--- RECORDED DATA ---

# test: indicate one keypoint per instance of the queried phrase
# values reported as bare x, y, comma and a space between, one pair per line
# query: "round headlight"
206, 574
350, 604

---

• **ASSIGNMENT**:
From the first line to the last, retype the material exactly.

• **EXERCISE OUTPUT**:
# test: indicate one keypoint per instance of the queried phrase
# values reported as bare x, y, comma and a space between, one pair per line
# query: "round headlight"
206, 574
350, 604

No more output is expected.